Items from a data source
::::

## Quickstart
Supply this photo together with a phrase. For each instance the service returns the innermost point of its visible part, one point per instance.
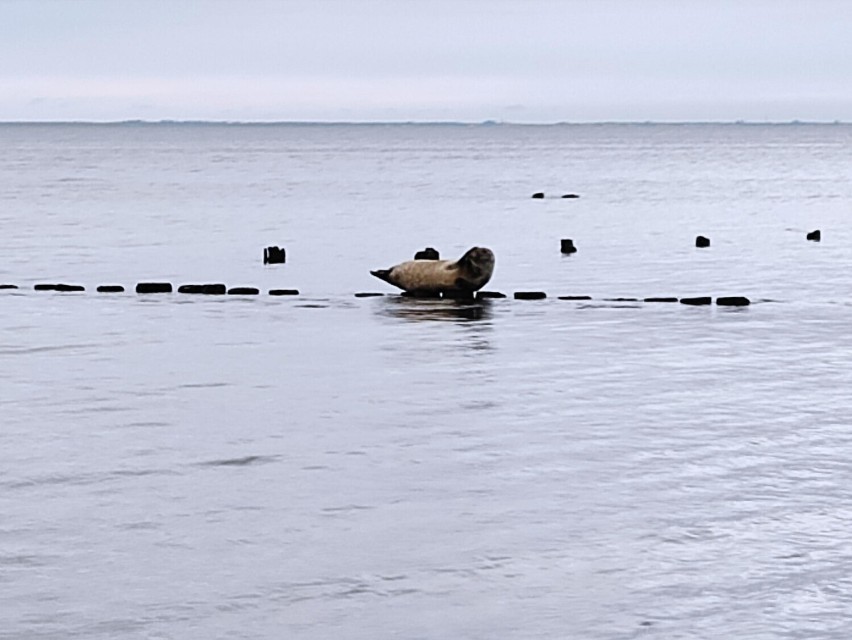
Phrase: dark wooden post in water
(274, 255)
(153, 287)
(427, 254)
(567, 246)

::::

OBJECTIVE: Can you put every line of the records above into a Markdown table with the columns "Row" and "Line", numbering the rows, skipping blank lines, and leaving the pictures out?

EXERCISE OUTPUT:
| Row | Line |
|---|---|
| 1 | ## Quickstart |
| 2 | Supply this photo together with a phrase. For each instance the service returns the innermost point of its visible part, one point per instance. |
| 3 | Phrase: dark wooden post in water |
| 4 | (274, 255) |
| 5 | (153, 287) |
| 6 | (427, 254) |
| 7 | (567, 246) |